- **PROMPT**
Write out the data exactly, please, and omit the pictures.

- **Stored dataset items**
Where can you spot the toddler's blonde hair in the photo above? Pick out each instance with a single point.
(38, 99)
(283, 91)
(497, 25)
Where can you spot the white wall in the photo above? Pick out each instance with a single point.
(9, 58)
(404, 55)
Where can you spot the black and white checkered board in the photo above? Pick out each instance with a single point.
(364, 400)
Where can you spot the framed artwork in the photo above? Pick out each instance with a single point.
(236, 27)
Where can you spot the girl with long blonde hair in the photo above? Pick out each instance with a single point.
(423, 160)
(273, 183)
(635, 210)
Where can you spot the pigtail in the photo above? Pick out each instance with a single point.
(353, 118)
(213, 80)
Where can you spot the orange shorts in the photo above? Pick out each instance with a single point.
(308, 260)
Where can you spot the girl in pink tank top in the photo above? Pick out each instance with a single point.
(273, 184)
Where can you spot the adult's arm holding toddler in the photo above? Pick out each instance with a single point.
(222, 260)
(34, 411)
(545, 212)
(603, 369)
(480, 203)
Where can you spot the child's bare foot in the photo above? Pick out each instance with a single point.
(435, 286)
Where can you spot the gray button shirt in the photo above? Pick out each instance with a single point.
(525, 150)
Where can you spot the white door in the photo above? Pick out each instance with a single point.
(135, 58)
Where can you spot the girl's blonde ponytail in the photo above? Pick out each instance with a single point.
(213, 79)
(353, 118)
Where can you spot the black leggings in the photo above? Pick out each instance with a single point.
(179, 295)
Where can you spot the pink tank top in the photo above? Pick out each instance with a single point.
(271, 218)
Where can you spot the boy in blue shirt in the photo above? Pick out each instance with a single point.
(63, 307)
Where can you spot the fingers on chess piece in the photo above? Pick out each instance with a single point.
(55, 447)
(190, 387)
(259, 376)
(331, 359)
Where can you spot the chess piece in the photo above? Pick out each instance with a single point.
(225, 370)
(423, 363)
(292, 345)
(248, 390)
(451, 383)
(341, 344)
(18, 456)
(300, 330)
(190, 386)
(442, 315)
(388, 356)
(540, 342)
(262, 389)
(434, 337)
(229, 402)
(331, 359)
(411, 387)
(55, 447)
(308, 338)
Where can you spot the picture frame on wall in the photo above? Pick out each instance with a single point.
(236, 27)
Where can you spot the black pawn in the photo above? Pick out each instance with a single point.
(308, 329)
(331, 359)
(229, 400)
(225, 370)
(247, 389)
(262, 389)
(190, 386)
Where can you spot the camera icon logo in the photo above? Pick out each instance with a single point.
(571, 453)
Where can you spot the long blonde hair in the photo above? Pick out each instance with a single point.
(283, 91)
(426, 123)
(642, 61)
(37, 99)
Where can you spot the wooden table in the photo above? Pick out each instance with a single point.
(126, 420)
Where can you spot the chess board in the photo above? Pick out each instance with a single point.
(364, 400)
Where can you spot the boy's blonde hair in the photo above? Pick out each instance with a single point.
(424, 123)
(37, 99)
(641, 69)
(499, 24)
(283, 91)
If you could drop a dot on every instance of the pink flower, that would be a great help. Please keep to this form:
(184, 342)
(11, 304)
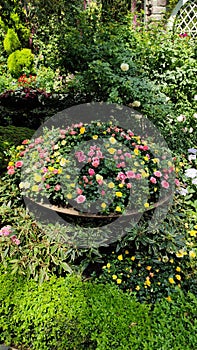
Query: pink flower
(15, 240)
(80, 199)
(165, 184)
(91, 172)
(95, 162)
(157, 173)
(57, 187)
(138, 176)
(177, 183)
(79, 190)
(11, 170)
(6, 230)
(25, 142)
(130, 174)
(121, 176)
(153, 180)
(19, 164)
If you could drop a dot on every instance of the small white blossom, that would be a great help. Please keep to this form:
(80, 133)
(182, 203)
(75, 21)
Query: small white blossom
(124, 67)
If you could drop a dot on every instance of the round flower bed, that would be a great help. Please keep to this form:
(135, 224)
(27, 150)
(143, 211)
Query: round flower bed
(95, 168)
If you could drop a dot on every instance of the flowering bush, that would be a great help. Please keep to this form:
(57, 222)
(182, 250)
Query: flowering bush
(72, 168)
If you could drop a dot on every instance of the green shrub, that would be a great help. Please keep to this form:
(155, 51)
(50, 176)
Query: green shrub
(11, 136)
(11, 42)
(20, 61)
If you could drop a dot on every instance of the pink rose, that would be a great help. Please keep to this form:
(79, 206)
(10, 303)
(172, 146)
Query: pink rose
(91, 172)
(177, 183)
(19, 164)
(153, 180)
(11, 170)
(95, 162)
(80, 199)
(6, 230)
(130, 174)
(79, 190)
(165, 184)
(15, 240)
(57, 187)
(157, 173)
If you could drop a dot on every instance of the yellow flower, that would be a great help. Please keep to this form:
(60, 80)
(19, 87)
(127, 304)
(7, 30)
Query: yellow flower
(171, 280)
(146, 205)
(111, 185)
(178, 277)
(35, 188)
(192, 254)
(118, 209)
(112, 140)
(37, 177)
(111, 150)
(120, 257)
(193, 233)
(118, 194)
(103, 205)
(82, 130)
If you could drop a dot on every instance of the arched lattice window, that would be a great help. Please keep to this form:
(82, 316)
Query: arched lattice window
(184, 18)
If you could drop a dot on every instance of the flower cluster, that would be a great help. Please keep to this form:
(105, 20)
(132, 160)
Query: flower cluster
(94, 167)
(7, 231)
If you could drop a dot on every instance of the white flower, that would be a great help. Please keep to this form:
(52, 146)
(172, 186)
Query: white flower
(136, 104)
(181, 118)
(191, 173)
(124, 67)
(191, 157)
(194, 181)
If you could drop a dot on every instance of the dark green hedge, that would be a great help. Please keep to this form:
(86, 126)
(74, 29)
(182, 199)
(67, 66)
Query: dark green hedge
(67, 313)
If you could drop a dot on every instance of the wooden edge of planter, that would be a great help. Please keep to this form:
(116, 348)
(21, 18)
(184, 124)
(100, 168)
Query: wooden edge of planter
(73, 212)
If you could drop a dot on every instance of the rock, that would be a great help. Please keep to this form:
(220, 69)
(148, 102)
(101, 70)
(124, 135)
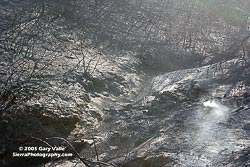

- **WRITTEN ANSWER**
Where can you spot the toddler's blonde hair in the photo above? Pick out each instance with a single point.
(38, 99)
(283, 91)
(497, 25)
Where can you spot the white wall in the photo above? Pick out each instance with a single point.
(9, 58)
(404, 55)
Where can you spot the black and white checkered board in the photo above? Pick out each instance with a single point.
(364, 400)
Where can you spot the framed artwork in the photo above? Pick out each instance with a single point.
(236, 27)
Where can you spot the girl with long blonde hair in the photo above? Pick out each instance with a single point.
(423, 160)
(273, 183)
(635, 210)
Where can you spot the pigtail in the photo above? Pick out each instance with a single point.
(353, 118)
(213, 80)
Where can you spot the orange shorts in the photo above? Pick out each instance with a single point.
(308, 260)
Where can you spot the girl in pink tank top in the photo above? Pick out each instance with a single point.
(273, 184)
Where can you spot the adult's arm holding toddler in the photo above? Pick out each instance with a single point.
(222, 260)
(34, 411)
(545, 212)
(603, 369)
(480, 203)
Where can you spot the child's bare foot in the photo above? Pick out each instance with a single point.
(435, 286)
Where can you spot the gray button shirt in the photo above? Pick out each instance with a single point.
(525, 150)
Where can you spot the white door in the photo above? Pick out each instance with a single point.
(135, 58)
Where can you spot the girl's blonde ponytail in the photo above? Pick out each instance with a single point.
(213, 79)
(353, 118)
Where can you spot the black leggings in the photo above? Pick out each instance with a single point.
(179, 295)
Where can you spot the pink tank top in the photo above? Pick out each instance with a single point.
(271, 218)
Where can you spot the boy in blue shirt in the photo above? Pick out each instance with a single point.
(63, 307)
Where can you spot the fingers on chess piece in the photo above? Pick out each instance with a single point.
(55, 447)
(190, 387)
(259, 376)
(331, 359)
Where can you spot the chess piece in the photo above? Pick out each instance with a single point.
(225, 370)
(423, 363)
(292, 345)
(248, 390)
(451, 383)
(341, 344)
(18, 456)
(300, 330)
(190, 386)
(442, 315)
(388, 356)
(540, 342)
(262, 389)
(434, 337)
(229, 402)
(331, 359)
(411, 387)
(55, 447)
(308, 338)
Where can you spot the picture frame on wall in the photo above? Pick out each instance with a single point.
(236, 27)
Where can you spot the black pawn in the photo above? Pick out each instance with a single point.
(308, 329)
(331, 359)
(229, 400)
(225, 370)
(247, 389)
(262, 389)
(190, 386)
Where can you spot the camera icon logo in the photo above? Pick out each instance with a single point.
(571, 453)
Where can you spot the long blonde hair in the photo above? Pick out each instance with a single point.
(283, 91)
(426, 123)
(642, 61)
(37, 99)
Where can you spot the wooden table in the photo above? Pick out each instance with a single point.
(126, 420)
Where can you spot the chess board in the photo above? Pick out each instance with a single point.
(364, 400)
Where can you spot the boy's blonde hair in the photo above? Pick out each instance with a single point.
(424, 123)
(37, 99)
(641, 69)
(499, 24)
(283, 91)
If you could drop a dot on every instance of the pink flower, that would be a great help. Please keep to this form:
(184, 342)
(11, 304)
Query: pink flower
(15, 240)
(80, 199)
(165, 184)
(91, 172)
(95, 162)
(157, 173)
(57, 187)
(138, 176)
(177, 183)
(79, 190)
(11, 170)
(6, 230)
(25, 142)
(130, 174)
(121, 176)
(153, 180)
(19, 164)
If you could drop a dot on every instance of the small white blossom, that would be a great help. Please keep to this form:
(80, 133)
(182, 203)
(75, 21)
Query: small white blossom
(124, 67)
If you could drop a dot on every instance of the round flower bed, that would be a great help. Please keep to this form:
(135, 224)
(27, 150)
(143, 211)
Query: round flower bed
(95, 168)
If you could drop a dot on every instance of the flowering bush, that would be a great help. Please keep to this form:
(57, 222)
(182, 250)
Query: flowering bush
(72, 168)
If you could drop a dot on every instance of the green shrub, that would be a great help. Please keep to this form:
(155, 51)
(50, 176)
Query: green shrub
(11, 136)
(11, 42)
(20, 61)
If you could drop a dot on every instance of the pink rose, that would be a great help. Please keep to this form:
(79, 206)
(10, 303)
(172, 146)
Query: pink rose
(91, 172)
(177, 183)
(19, 164)
(153, 180)
(11, 170)
(95, 162)
(80, 199)
(6, 230)
(130, 174)
(79, 190)
(165, 184)
(15, 240)
(57, 187)
(157, 173)
If you could drop a dot on every instance of the yellow flower, that would be a great help. Please keep to this form:
(60, 80)
(19, 87)
(127, 304)
(7, 30)
Query: yellow flower
(171, 280)
(146, 205)
(111, 185)
(178, 277)
(35, 188)
(192, 254)
(118, 209)
(112, 140)
(37, 177)
(111, 150)
(120, 257)
(193, 233)
(118, 194)
(103, 205)
(82, 130)
If you could drop a dot on every instance of the arched lattice window, that would be a great help. Please keep to this form:
(82, 316)
Query: arched lattice window
(184, 18)
If you could drop a dot on every instance of the flower cluster, that would be a great help. Please keep to this form:
(105, 20)
(132, 160)
Query: flower cluster
(94, 167)
(7, 231)
If you could drop a dot on every instance of the white flower, that would be a great help. Please keep to this form:
(52, 146)
(172, 186)
Query: white flower
(136, 104)
(181, 118)
(191, 173)
(124, 67)
(191, 157)
(194, 181)
If you could drop a dot on every instance of the dark green hedge, that would be a great help. Please keep to this form:
(86, 126)
(74, 29)
(182, 199)
(67, 66)
Query: dark green hedge
(67, 313)
If you could drop a dot on every instance of the wooden edge of planter, that would be a great help. Please keep to this form:
(116, 348)
(21, 18)
(184, 124)
(100, 168)
Query: wooden edge of planter
(73, 212)
If you could drop a dot on every instance of the rock, that would be a great help. Please keep to this form:
(220, 69)
(148, 102)
(101, 70)
(124, 135)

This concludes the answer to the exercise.